[WHAT YOU ARE ASKED TO DO] Rewrite the material below with every "rough mask" changed to "coarse mask" and everything else unchanged, leaving out the pictures.

[DATA SUPPLIED]
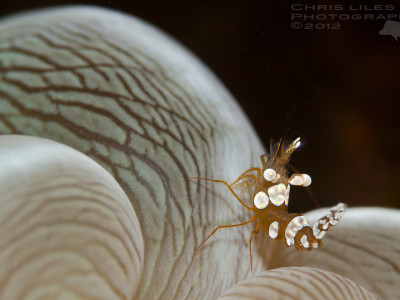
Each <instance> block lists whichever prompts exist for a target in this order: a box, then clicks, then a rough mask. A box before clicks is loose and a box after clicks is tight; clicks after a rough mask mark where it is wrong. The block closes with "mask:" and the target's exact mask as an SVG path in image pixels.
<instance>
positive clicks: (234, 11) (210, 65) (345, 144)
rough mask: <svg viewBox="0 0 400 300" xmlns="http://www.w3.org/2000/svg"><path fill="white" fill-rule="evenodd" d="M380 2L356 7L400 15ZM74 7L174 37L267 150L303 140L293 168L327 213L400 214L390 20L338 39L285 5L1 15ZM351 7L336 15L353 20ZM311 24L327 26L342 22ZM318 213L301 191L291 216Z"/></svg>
mask: <svg viewBox="0 0 400 300" xmlns="http://www.w3.org/2000/svg"><path fill="white" fill-rule="evenodd" d="M301 2H303V1H297V2H292V3H301ZM377 2H378V1H377ZM377 2H375V3H374V2H372V1H363V2H352V4H353V5H356V4H361V5H364V10H363V11H362V12H361V13H362V14H365V13H369V14H374V15H378V14H379V11H378V10H376V9H372V4H390V5H393V6H394V10H392V11H384V12H381V13H382V14H387V13H396V12H397V14H400V3H399V4H398V5H396V3H395V2H381V3H379V2H378V3H377ZM74 3H75V4H78V3H80V4H94V5H100V6H106V7H109V8H112V9H116V10H120V11H124V12H126V13H129V14H133V15H135V16H138V17H140V18H142V19H144V20H146V21H148V22H150V23H153V24H154V25H156V26H158V27H159V28H161V29H163V30H164V31H166V32H168V33H169V34H170V35H172V36H174V37H175V38H176V39H177V40H179V41H180V42H181V43H182V44H184V45H185V46H186V47H188V48H189V49H191V50H192V51H193V52H194V53H195V54H196V55H198V56H199V57H200V58H201V59H202V60H203V61H204V62H205V63H206V64H207V65H208V66H209V67H210V68H211V69H212V70H213V71H214V72H215V73H216V74H217V76H218V77H219V78H220V79H221V80H222V82H223V83H224V84H225V85H226V86H227V88H228V89H229V90H230V91H231V93H232V94H233V95H234V97H235V98H236V99H237V100H238V101H239V103H240V105H241V106H242V108H243V109H244V111H245V112H246V113H247V115H248V116H249V118H250V119H251V121H252V123H253V125H254V126H255V128H256V130H257V132H258V134H259V136H260V138H261V139H262V141H263V143H264V145H266V147H267V148H269V141H270V138H275V139H279V138H280V137H283V136H284V135H285V134H287V136H288V137H290V138H295V137H297V135H302V136H303V137H304V138H305V140H306V145H305V146H304V147H303V148H302V149H301V150H299V151H296V152H297V153H296V154H295V155H294V157H293V159H292V164H293V165H294V166H295V167H296V168H297V169H299V170H300V171H302V172H307V173H309V174H310V175H311V176H312V178H313V184H312V185H311V187H312V193H313V194H314V195H315V198H316V200H317V201H318V203H319V204H320V205H322V206H324V205H334V204H336V203H337V202H339V201H342V202H346V203H348V204H349V205H350V206H369V205H376V206H385V207H400V201H399V198H398V195H399V192H400V182H399V180H398V179H397V176H398V172H400V168H399V165H400V160H399V155H398V153H399V147H400V142H399V141H400V139H399V134H398V128H399V126H398V121H399V119H400V116H399V109H398V105H397V102H398V95H399V92H400V84H399V83H400V78H399V70H400V59H399V56H400V55H399V54H400V39H399V42H396V40H395V39H394V38H393V37H392V36H388V35H386V36H383V35H380V34H379V31H380V30H381V29H382V28H383V25H384V23H385V20H358V21H354V20H348V21H340V27H341V28H340V29H335V30H334V29H323V28H322V29H315V28H314V29H304V28H303V29H292V28H291V13H304V11H300V12H299V11H293V10H292V9H291V4H290V3H289V2H287V1H282V0H281V1H278V0H276V1H267V0H265V1H253V2H250V1H249V2H246V1H213V2H212V1H209V2H207V1H202V2H199V3H196V2H194V1H131V3H128V1H126V2H123V1H80V2H74V1H41V0H39V1H36V2H33V1H30V2H26V3H23V2H21V1H19V2H18V1H8V0H6V1H4V0H2V1H1V2H0V4H1V5H0V16H1V15H7V14H10V13H14V12H19V11H23V10H27V9H31V8H38V7H44V6H50V5H52V6H54V5H55V4H58V5H62V4H74ZM314 4H331V5H334V4H341V2H340V1H334V0H332V1H331V2H327V1H319V2H318V1H314ZM349 4H350V3H347V4H343V5H344V11H342V12H340V11H339V12H333V13H348V12H349V10H348V9H347V8H348V6H349ZM365 6H367V7H365ZM370 9H372V10H370ZM365 10H367V11H365ZM331 12H332V11H331ZM312 13H316V11H309V12H307V14H312ZM320 13H326V12H324V11H320ZM353 13H357V12H353ZM393 20H394V19H393ZM397 21H400V19H397ZM302 22H303V25H304V23H313V24H316V23H323V24H322V25H317V26H322V27H324V26H325V27H326V26H327V25H326V23H331V24H332V23H335V22H336V21H320V22H319V21H302ZM309 26H311V25H309ZM331 26H332V25H331ZM399 31H400V30H399ZM250 146H251V145H249V147H250ZM232 163H234V162H232ZM315 206H316V204H314V202H313V200H312V199H311V198H310V197H309V196H308V195H307V193H306V192H304V190H303V189H301V188H298V189H292V196H291V204H290V209H291V210H300V211H307V210H309V209H311V208H313V207H315Z"/></svg>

[TASK ANSWER]
Each <instance> block lists whichever prompts exist for a target in this order: a box, then clicks, then a coarse mask. A box before clicks is loose and a box after clicks is tight; clicks after a coarse mask mark where it is wrong. The block closes with "mask:" and the target's exact mask as an SVG path in image pixels.
<instance>
positive clicks: (234, 11) (210, 65) (345, 144)
coarse mask: <svg viewBox="0 0 400 300" xmlns="http://www.w3.org/2000/svg"><path fill="white" fill-rule="evenodd" d="M380 2L356 7L400 15ZM74 7L174 37L267 150L303 140L293 168L327 213L400 214L390 20L338 39L285 5L1 15ZM351 7L336 15L353 20ZM311 24L327 26L342 22ZM318 213L301 191L291 216Z"/></svg>
mask: <svg viewBox="0 0 400 300" xmlns="http://www.w3.org/2000/svg"><path fill="white" fill-rule="evenodd" d="M301 2H303V1H297V2H292V3H301ZM377 2H378V1H377ZM377 2H375V3H374V2H372V1H363V2H352V4H353V5H356V4H361V5H364V10H363V11H362V12H361V13H362V14H365V13H369V14H374V15H378V14H379V11H378V10H376V9H372V4H390V5H393V6H394V10H392V11H384V12H381V13H382V14H387V13H396V12H397V14H400V3H399V4H398V5H396V3H395V2H381V3H379V2H378V3H377ZM74 3H75V4H78V3H80V4H94V5H100V6H106V7H109V8H112V9H116V10H120V11H124V12H126V13H129V14H133V15H135V16H138V17H140V18H142V19H144V20H146V21H148V22H150V23H153V24H154V25H156V26H158V27H159V28H161V29H163V30H164V31H166V32H168V33H169V34H170V35H172V36H174V37H175V38H176V39H177V40H179V41H180V42H181V43H182V44H184V45H185V46H186V47H188V48H189V49H191V50H192V51H193V52H194V53H195V54H196V55H198V56H199V57H200V58H201V59H202V60H203V61H204V62H205V63H206V64H207V65H208V66H209V67H210V68H211V69H212V70H213V71H214V72H215V73H216V74H217V76H218V77H219V78H220V79H221V80H222V82H223V83H224V84H225V85H226V86H227V88H228V89H229V90H230V91H231V93H232V94H233V95H234V97H235V98H236V99H237V100H238V101H239V103H240V105H241V106H242V108H243V109H244V111H245V112H246V113H247V115H248V116H249V118H250V119H251V121H252V123H253V125H254V126H255V128H256V130H257V132H258V134H259V136H260V138H261V139H262V141H263V143H264V145H266V147H267V148H269V141H270V138H275V139H279V138H280V137H283V136H284V135H285V134H287V136H288V137H290V138H295V137H297V135H302V136H303V137H304V138H305V140H306V145H305V146H304V147H303V148H302V149H301V150H299V151H296V152H297V153H296V154H295V155H294V157H293V159H292V164H293V165H294V166H295V167H296V168H297V169H299V170H300V171H302V172H307V173H309V174H310V175H311V176H312V178H313V184H312V185H311V187H312V193H313V194H314V195H315V198H316V200H317V201H318V203H319V204H320V205H322V206H324V205H334V204H336V203H337V202H339V201H342V202H346V203H348V204H349V205H350V206H369V205H376V206H385V207H400V201H399V198H398V195H399V192H400V182H399V180H398V179H397V176H398V172H400V168H399V165H400V160H399V155H398V153H399V147H400V142H399V141H400V139H399V134H398V128H399V126H398V121H399V119H400V116H399V109H398V105H397V102H398V95H399V92H400V84H399V83H400V78H399V70H400V59H399V56H400V55H399V54H400V39H399V42H396V40H395V39H394V38H393V37H392V36H388V35H386V36H383V35H380V34H379V31H380V30H381V29H382V28H383V25H384V23H385V20H358V21H354V20H348V21H340V27H341V28H340V29H335V30H334V29H323V28H322V29H315V28H314V29H304V28H303V29H292V28H291V13H304V11H300V12H299V11H293V10H292V9H291V4H290V3H289V2H287V1H282V0H281V1H278V0H276V1H267V0H265V1H253V2H250V1H249V2H246V1H213V2H212V1H209V2H207V1H202V2H199V3H196V2H194V1H131V3H128V1H126V2H123V1H80V2H74V1H41V0H39V1H36V2H33V1H30V2H26V3H23V2H21V1H19V2H18V1H8V0H6V1H4V0H2V1H1V2H0V4H1V5H0V16H1V15H7V14H10V13H14V12H19V11H23V10H27V9H31V8H38V7H44V6H50V5H52V6H54V5H55V4H58V5H62V4H74ZM314 4H331V5H334V4H341V2H340V1H334V0H332V1H331V2H327V1H319V2H318V1H314ZM349 4H350V3H347V4H343V5H344V11H342V12H340V11H339V12H333V13H348V12H349V10H348V9H347V8H348V6H349ZM365 6H367V7H365ZM370 9H372V10H370ZM365 10H367V11H365ZM331 12H332V11H331ZM312 13H316V11H309V12H307V14H312ZM320 13H326V12H324V11H320ZM353 13H357V12H353ZM393 20H394V19H393ZM397 21H400V19H397ZM302 22H303V25H304V23H313V24H316V23H323V24H322V25H317V26H322V27H324V26H325V27H326V26H327V25H326V23H331V24H332V23H335V22H336V21H320V22H319V21H302ZM309 26H311V25H309ZM331 26H332V25H331ZM399 31H400V30H399ZM250 146H251V145H249V147H250ZM232 163H234V162H232ZM315 206H316V204H314V202H313V200H312V199H311V198H310V197H309V196H308V195H307V193H306V192H304V190H303V189H301V188H298V189H292V196H291V204H290V209H291V210H300V211H307V210H309V209H311V208H313V207H315Z"/></svg>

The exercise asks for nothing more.